__DIRECTIVE__. Determine how many lines in the items below contain the word "floor". State only that number.

____________________

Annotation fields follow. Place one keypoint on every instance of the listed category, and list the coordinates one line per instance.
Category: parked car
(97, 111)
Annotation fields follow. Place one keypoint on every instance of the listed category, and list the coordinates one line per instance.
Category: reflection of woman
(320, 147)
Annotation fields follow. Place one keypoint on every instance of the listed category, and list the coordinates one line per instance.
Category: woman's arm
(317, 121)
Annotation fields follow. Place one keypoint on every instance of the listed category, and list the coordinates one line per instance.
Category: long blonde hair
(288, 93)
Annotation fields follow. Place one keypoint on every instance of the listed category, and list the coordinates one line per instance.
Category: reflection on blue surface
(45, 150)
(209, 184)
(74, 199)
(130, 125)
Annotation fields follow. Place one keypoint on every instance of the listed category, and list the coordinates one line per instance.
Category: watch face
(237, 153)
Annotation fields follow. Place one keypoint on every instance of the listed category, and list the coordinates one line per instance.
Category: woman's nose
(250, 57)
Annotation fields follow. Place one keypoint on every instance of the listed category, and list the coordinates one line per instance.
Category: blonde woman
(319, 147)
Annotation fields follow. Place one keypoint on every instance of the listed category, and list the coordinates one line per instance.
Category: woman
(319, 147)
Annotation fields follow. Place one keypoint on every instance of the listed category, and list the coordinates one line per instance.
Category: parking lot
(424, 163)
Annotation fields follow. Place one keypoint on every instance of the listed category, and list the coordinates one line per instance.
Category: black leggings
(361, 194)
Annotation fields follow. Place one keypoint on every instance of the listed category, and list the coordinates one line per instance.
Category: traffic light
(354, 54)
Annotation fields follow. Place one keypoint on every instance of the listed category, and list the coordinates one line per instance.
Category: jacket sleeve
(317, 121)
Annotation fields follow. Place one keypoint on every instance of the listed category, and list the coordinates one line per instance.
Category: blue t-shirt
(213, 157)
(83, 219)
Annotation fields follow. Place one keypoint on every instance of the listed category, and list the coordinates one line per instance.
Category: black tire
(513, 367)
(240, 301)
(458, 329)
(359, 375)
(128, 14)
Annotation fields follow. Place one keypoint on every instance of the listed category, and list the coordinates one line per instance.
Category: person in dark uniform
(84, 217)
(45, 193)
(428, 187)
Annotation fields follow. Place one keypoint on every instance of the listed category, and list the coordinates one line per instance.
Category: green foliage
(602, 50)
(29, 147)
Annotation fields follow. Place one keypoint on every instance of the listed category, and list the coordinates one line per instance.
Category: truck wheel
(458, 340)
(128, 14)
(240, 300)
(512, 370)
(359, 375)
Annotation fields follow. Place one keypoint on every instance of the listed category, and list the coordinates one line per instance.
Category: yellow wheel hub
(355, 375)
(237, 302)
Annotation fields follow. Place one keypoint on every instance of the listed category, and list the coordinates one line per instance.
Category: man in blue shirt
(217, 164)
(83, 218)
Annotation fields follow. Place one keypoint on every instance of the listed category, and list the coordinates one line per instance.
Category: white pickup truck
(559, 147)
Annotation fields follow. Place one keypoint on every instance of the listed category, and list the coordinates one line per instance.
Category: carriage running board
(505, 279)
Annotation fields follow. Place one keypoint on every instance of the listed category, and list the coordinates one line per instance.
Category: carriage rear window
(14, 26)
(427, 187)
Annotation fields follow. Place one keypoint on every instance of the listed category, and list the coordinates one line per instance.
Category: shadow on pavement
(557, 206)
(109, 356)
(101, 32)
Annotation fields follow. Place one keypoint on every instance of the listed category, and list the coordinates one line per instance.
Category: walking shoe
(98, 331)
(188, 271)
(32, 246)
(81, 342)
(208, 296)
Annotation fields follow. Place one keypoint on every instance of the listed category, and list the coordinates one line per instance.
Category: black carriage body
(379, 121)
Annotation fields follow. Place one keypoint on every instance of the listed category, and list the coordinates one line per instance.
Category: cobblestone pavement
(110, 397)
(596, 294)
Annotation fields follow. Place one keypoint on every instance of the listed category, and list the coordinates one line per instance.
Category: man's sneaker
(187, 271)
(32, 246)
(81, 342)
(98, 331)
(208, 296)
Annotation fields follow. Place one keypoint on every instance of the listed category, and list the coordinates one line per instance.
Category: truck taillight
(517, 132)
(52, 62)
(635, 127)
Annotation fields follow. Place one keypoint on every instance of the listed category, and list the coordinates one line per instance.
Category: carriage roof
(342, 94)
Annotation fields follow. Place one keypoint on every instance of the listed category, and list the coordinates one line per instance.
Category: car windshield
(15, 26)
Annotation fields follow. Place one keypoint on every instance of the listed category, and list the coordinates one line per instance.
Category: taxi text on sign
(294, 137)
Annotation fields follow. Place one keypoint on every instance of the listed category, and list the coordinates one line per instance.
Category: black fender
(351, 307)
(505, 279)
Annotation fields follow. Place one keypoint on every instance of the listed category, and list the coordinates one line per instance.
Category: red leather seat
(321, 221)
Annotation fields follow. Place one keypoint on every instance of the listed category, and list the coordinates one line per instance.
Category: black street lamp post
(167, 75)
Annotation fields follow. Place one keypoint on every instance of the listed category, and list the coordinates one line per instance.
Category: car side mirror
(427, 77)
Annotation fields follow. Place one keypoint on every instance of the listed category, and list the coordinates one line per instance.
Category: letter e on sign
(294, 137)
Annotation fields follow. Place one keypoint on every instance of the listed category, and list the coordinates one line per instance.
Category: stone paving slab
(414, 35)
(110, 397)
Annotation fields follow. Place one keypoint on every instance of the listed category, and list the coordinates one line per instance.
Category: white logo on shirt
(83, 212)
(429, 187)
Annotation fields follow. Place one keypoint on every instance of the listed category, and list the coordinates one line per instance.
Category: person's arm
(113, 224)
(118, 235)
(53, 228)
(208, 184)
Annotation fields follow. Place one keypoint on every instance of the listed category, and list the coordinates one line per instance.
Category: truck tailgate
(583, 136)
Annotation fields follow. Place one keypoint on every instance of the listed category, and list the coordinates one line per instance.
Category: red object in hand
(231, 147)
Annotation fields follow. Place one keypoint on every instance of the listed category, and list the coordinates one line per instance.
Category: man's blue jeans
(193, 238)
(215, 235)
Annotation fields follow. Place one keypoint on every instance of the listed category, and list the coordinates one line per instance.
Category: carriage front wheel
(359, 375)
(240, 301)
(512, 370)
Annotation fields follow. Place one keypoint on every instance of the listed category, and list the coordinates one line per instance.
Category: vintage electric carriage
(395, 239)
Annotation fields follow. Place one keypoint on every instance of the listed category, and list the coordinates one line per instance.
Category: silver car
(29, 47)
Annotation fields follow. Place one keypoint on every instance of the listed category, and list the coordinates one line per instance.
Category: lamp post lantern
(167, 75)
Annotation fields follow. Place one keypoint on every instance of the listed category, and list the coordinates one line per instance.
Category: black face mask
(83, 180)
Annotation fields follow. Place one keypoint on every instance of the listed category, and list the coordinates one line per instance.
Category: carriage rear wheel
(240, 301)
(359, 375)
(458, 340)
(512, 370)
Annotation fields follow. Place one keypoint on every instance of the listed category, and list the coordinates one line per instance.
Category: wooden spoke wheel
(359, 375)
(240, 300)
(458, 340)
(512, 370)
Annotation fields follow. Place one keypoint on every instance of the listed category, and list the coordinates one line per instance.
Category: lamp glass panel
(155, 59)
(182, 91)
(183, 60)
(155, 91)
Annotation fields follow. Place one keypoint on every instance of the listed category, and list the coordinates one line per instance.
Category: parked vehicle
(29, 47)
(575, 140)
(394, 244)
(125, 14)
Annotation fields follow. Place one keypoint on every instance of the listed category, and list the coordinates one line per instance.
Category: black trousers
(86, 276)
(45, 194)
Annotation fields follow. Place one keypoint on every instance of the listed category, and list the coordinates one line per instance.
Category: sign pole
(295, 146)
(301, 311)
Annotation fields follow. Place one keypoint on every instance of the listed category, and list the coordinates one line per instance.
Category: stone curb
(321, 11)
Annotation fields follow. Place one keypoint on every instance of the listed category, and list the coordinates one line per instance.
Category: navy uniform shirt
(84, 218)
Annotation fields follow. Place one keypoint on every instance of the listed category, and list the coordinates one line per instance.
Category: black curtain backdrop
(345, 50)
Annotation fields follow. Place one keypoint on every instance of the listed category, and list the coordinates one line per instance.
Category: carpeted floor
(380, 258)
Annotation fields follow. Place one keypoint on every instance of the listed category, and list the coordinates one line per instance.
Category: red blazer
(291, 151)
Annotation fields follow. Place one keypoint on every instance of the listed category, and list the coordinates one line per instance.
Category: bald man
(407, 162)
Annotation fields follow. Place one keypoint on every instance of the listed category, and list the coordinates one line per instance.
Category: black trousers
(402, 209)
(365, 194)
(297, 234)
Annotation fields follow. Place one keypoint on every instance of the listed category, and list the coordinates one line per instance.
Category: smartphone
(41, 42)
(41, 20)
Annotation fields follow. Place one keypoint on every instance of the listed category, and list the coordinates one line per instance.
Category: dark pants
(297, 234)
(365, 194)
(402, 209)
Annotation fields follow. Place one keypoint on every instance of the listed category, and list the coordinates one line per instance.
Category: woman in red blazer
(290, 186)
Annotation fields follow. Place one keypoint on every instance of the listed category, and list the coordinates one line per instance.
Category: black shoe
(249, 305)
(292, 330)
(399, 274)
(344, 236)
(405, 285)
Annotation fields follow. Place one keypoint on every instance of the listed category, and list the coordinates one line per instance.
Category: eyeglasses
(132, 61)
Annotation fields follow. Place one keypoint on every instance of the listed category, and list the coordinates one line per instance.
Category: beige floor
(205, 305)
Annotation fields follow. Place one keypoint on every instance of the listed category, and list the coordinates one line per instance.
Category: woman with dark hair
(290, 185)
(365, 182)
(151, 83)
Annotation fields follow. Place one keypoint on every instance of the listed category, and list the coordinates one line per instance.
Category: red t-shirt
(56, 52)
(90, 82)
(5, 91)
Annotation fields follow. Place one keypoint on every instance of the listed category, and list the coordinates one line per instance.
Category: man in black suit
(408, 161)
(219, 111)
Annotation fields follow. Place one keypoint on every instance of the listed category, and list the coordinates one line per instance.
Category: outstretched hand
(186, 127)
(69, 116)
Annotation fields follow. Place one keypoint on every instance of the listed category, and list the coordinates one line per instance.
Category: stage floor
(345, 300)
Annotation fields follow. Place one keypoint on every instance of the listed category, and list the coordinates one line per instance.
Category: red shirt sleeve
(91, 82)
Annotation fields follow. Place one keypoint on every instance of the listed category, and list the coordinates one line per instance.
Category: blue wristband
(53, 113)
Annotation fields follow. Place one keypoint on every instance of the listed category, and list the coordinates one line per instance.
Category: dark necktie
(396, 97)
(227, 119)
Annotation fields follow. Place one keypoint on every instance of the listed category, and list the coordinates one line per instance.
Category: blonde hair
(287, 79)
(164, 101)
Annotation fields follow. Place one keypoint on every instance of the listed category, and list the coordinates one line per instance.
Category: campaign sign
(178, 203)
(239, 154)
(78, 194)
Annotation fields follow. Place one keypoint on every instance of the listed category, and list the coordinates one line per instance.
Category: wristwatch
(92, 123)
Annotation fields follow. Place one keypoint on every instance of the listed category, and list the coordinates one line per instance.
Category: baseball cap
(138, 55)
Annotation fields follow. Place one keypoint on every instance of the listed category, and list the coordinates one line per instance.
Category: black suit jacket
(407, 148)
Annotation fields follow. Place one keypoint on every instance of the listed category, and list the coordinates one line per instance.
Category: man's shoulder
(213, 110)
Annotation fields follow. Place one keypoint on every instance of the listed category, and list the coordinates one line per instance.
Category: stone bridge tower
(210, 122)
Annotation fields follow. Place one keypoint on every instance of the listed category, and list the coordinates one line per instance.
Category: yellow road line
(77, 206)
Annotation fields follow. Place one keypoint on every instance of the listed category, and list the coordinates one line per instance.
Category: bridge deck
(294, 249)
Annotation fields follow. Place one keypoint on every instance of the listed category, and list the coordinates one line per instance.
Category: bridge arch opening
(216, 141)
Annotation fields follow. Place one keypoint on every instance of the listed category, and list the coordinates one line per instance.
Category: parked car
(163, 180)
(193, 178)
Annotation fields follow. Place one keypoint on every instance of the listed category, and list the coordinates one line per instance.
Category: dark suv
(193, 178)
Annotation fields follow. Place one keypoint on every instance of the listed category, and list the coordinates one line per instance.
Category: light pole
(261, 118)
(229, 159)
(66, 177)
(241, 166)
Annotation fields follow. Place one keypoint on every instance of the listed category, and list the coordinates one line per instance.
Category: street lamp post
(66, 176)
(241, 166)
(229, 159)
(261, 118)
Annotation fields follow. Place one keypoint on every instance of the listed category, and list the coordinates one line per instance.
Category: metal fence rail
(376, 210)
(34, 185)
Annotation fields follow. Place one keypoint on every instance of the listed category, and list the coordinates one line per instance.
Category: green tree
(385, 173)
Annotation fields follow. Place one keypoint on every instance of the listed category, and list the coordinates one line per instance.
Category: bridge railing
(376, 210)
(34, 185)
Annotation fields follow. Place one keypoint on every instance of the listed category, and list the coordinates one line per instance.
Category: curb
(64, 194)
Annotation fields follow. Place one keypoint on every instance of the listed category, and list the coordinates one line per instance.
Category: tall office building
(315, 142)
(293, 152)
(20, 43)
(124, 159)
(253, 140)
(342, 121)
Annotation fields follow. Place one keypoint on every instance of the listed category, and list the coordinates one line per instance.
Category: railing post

____________________

__SOLUTION TO THIS PROBLEM__. 3